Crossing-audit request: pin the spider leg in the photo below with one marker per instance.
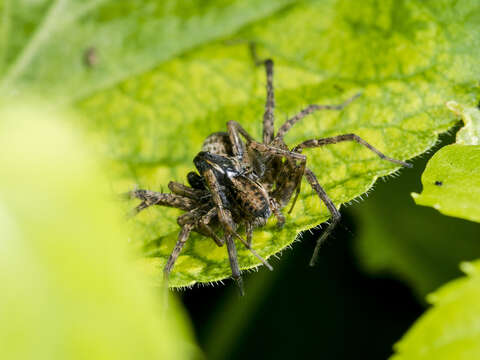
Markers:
(290, 183)
(232, 256)
(186, 191)
(200, 218)
(182, 239)
(308, 110)
(203, 224)
(150, 198)
(275, 206)
(346, 137)
(312, 180)
(268, 116)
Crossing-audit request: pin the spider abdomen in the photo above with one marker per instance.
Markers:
(251, 197)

○ ○ ○ ○ ○ ○ ○

• Given instruction: Write out all of the data above word for word, omitting the picture.

• Complete response:
Crossing-audit request: pin the spider leg in the photo below with one marker per instance.
Markers:
(290, 183)
(232, 256)
(186, 191)
(200, 218)
(182, 239)
(308, 110)
(203, 224)
(150, 198)
(275, 206)
(346, 137)
(312, 180)
(268, 116)
Crossing-audit request: pin the spider abdomen in the photo above with one marker per instance.
Markers:
(251, 197)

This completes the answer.